═════ Given passage

I’m 34 years old. And I want to feel feminine. I want to see myself similarly to other people of my gender. I can’t lie about those facts. But mostly, in order to move forward from living in a season of being a breast cancer patient… in order to start living as a survivor… I need to not focus on scars every single day. I need to not let a lack of breasts become my story. At least not the main character.
So now. I’m dealing with the pain of expanders. And I have to have to have to admit… this has been the worst part of the whole process so far. And as one of you reminded me, it’s more about having had surgery and healing from that, than it is of any symptoms that are about a cancerous tumor. Sure, I had to have this surgery because of cancer. But I could have had surgery for many reasons. And all of those would have required a time of healing.

══════════

**What needs to be done:**
Answer these questions about the breast cancer recovery passage, one per line:
1. How old does the writer say they are?
2. What does the writer call the worst part of the whole process so far?
3. According to what one reader reminded the writer, the pain is more about what than about symptoms of a cancerous tumor?
The listing comes from a separate source.

═════ Material shown

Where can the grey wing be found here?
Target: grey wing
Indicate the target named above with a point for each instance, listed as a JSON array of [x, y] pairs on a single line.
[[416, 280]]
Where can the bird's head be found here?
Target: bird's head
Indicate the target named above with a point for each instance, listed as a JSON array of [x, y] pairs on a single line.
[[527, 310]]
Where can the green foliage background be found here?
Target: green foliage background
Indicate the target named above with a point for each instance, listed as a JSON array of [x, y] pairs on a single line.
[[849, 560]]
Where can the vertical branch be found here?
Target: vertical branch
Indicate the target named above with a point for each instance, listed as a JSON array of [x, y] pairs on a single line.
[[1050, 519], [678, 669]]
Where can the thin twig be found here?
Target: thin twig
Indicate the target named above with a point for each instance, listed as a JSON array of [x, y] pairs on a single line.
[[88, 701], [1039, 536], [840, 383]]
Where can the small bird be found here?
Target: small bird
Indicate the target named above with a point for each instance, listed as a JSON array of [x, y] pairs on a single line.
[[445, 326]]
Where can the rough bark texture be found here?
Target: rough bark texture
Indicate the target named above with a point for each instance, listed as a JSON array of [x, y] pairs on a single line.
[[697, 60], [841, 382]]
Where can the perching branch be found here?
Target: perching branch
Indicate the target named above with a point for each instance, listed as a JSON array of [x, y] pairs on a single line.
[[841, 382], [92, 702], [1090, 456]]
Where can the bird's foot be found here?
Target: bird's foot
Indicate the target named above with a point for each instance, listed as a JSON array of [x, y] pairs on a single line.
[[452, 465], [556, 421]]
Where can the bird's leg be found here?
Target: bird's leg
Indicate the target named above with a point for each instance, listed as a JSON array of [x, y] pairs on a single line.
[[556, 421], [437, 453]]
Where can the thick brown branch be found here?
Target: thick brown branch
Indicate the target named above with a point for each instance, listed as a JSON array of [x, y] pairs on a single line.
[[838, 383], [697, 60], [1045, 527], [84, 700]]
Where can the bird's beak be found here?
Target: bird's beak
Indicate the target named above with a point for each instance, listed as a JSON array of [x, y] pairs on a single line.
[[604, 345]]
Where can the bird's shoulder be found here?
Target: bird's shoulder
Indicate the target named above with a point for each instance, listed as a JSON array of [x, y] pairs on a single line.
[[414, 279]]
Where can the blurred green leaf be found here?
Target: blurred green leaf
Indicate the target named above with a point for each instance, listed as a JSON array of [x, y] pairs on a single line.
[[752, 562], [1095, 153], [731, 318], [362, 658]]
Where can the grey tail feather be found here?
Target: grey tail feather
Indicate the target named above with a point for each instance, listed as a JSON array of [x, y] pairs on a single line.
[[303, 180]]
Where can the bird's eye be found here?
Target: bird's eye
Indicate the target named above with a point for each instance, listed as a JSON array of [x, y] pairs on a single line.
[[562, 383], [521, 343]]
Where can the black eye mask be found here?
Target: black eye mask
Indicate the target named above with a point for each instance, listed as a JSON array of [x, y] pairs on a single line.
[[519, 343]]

══════════

**Solution for this task:**
1. 34 years old.
2. Dealing with the pain of expanders.
3. Having had surgery and healing from that.